Exercise requirements: Repeat word for word the passage of the text on EPA and DHA intake starting at "Development of coronary" and ending at "a smaller extent.".

Provided text:
Towards establishing dietary reference intakes for eicosapentaenoic and docosahexaenoic acids

Abstract

There is considerable interest in the impact of (n-3) long-chain PUFA in mitigating the morbidity and mortality caused by chronic diseases. In 2002, the Institute of Medicine concluded that insufficient data were available to define Dietary Reference Intakes (DRI) for eicosapentaenoic acid (EPA) or docosahexaenoic acid (DHA), noting only that EPA and DHA could contribute up to 10% toward meeting the Adequate Intake for alpha-linolenic acid. Since then, substantial new evidence has emerged supporting the need to reassess this recommendation. Therefore, the Technical Committee on Dietary Lipids of the International Life Sciences Institute North America sponsored a workshop on 4-5 June 2008 to consider whether the body of evidence specific to the major chronic diseases in the United States--coronary heart disease (CHD), cancer, and cognitive decline--had evolved sufficiently to justify reconsideration of DRI for EPA+DHA. The workshop participants arrived at these conclusions: 1) consistent evidence from multiple research paradigms demonstrates a clear, inverse relation between EPA+DHA intake and risk of fatal (and possibly nonfatal) CHD, providing evidence that supports a nutritionally achievable DRI for EPA+DHA between 250 and 500 mg/d; 2) because of the demonstrated low conversion from dietary ALA, protective tissue levels of EPA+DHA can be achieved only through direct consumption of these fatty acids; 3) evidence of beneficial effects of EPA+DHA on cognitive decline are emerging but are not yet sufficient to support an intake level different from that needed to achieve CHD risk reduction; 4) EPA+DHA do not appear to reduce risk for cancer; and 5) there is no evidence that intakes of EPA+DHA in these recommended ranges are harmful.

Figures

FIGURE 1

Development of coronary heart disease and potential sites of action of (n-3) fatty acids. At typical dietary doses (up to 1 g/d), the likely major site of action is the final pathway of ischemia-related cardiac arrhythmia (dotted circle), reducing the risk of cardiac death from fatal heart attack or sudden death. More modest effects on other pathways, such as atherosclerosis and plaque stability, may also reduce the risk of nonfatal myocardial infarctions (heart attacks) and acute coronary syndrome to a smaller extent.

FIGURE 2

Meta-analysis of estimated dietary EPA+DHA consumption from seafood and risk of cardiac death in generally healthy populations of individuals without known heart disease. The pooled analysis includes 4473 cardiac deaths in 326,572 generally healthy individuals in 16 prospective cohort studies (–18) from multiple countries in Europe, the United States, China, and Japan, using methods described by Mozaffarian and Rimm (28).

FIGURE 3

Relation between the omega-3 index and risk for primary cardiac arrest (right) and the estimated omega-3 index and SCD (left). The former were derived from a population-based case-control study (21), and the latter from a case-control study nested in the prospective Physicians' Health Study (P-trend = 0.001) (19). [The omega-3 index was estimated from the whole-blood (n-3) LCPUFA content using equations described by Harris and von Schacky; *P < 0.05 vs. quartile 1.] Reproduced with permission from William S. Harris (162).

Referring expression entries:
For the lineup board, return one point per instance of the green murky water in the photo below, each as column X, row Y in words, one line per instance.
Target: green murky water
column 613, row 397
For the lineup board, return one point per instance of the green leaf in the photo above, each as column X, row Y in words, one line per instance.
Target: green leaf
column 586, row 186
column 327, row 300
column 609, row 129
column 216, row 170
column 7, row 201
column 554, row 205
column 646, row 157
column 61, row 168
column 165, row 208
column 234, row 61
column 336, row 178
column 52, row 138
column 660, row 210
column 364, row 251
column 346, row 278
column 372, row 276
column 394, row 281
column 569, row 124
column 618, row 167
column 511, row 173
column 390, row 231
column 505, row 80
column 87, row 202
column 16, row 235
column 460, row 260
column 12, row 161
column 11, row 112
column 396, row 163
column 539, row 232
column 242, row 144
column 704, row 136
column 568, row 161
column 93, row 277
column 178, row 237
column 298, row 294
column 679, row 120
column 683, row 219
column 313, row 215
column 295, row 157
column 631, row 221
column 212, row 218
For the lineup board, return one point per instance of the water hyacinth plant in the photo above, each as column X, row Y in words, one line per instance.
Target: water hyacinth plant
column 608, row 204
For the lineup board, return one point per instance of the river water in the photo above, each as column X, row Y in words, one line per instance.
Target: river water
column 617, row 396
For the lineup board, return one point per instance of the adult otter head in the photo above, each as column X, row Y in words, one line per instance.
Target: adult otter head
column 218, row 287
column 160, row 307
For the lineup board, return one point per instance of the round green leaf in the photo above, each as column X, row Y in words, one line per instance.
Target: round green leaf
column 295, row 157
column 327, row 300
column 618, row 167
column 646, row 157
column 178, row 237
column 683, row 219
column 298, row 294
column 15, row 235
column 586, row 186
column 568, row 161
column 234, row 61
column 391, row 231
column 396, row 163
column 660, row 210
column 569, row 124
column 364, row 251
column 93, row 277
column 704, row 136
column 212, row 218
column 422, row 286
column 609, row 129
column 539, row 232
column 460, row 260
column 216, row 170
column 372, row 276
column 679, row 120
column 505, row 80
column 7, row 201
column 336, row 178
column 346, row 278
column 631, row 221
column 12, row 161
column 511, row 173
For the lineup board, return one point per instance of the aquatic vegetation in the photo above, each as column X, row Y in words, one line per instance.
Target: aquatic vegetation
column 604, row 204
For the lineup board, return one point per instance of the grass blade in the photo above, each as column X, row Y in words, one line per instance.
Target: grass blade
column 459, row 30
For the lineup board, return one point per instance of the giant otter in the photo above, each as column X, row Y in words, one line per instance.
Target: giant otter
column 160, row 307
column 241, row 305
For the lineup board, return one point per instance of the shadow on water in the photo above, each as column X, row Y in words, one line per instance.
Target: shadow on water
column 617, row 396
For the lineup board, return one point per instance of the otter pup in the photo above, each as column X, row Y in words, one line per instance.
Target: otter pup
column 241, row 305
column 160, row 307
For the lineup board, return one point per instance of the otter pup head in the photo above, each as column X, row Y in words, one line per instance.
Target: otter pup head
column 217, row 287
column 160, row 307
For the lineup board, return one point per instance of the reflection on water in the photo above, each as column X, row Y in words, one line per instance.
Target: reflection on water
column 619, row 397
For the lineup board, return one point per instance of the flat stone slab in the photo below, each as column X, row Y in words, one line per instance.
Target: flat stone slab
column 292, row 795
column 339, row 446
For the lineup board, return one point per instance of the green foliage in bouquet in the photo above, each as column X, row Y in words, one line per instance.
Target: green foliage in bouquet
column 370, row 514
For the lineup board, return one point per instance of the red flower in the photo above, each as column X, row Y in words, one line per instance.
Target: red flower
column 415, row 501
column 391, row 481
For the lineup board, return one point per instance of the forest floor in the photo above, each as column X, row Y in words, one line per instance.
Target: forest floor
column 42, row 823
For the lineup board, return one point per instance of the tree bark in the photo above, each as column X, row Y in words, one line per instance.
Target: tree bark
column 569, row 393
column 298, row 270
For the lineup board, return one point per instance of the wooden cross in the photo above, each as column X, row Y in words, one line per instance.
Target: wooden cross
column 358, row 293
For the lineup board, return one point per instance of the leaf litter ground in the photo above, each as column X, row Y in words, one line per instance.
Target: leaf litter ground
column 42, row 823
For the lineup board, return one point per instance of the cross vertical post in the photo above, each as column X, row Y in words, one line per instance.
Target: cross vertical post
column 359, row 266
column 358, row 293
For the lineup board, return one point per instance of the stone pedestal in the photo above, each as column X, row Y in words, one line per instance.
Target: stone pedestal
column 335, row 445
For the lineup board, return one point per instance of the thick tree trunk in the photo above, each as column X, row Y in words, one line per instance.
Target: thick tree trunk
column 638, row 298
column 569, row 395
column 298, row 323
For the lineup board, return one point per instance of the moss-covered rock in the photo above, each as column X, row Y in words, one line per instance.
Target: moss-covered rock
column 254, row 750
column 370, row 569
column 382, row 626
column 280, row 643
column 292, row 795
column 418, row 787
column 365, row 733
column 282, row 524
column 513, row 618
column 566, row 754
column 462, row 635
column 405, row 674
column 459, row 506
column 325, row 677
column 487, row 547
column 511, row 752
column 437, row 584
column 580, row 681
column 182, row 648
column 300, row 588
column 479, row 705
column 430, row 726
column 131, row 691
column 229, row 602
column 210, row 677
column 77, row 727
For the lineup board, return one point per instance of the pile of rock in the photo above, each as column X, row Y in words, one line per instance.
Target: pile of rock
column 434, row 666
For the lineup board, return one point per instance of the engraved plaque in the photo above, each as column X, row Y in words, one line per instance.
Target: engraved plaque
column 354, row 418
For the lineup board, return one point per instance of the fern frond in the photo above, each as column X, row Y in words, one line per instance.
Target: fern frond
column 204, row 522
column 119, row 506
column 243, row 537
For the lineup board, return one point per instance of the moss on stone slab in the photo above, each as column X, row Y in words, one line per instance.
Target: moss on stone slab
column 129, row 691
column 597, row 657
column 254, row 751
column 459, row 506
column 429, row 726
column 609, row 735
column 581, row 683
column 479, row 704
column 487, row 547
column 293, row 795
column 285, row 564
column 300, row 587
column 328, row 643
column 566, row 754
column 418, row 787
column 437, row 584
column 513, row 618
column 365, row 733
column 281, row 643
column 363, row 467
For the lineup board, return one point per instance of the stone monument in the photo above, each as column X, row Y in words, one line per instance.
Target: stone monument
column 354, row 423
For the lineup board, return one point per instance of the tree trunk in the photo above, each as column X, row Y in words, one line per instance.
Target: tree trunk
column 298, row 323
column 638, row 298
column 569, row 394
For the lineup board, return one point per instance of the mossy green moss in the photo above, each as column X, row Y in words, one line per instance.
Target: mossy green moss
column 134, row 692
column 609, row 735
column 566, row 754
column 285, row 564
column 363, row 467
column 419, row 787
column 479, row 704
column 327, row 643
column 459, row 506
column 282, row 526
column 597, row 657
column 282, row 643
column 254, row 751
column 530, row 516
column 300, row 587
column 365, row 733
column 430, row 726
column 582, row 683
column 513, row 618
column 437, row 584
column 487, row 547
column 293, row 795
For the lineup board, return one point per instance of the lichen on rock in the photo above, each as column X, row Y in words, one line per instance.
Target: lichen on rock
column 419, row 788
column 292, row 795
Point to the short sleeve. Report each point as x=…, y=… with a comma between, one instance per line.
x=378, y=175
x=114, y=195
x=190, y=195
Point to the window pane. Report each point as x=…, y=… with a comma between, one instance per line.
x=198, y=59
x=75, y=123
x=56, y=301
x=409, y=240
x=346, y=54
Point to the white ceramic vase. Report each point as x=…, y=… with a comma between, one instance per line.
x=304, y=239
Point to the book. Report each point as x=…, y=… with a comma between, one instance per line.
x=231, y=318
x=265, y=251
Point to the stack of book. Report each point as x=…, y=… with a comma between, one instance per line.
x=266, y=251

Solution to the problem:
Development of coronary heart disease and potential sites of action of (n-3) fatty acids. At typical dietary doses (up to 1 g/d), the likely major site of action is the final pathway of ischemia-related cardiac arrhythmia (dotted circle), reducing the risk of cardiac death from fatal heart attack or sudden death. More modest effects on other pathways, such as atherosclerosis and plaque stability, may also reduce the risk of nonfatal myocardial infarctions (heart attacks) and acute coronary syndrome to a smaller extent.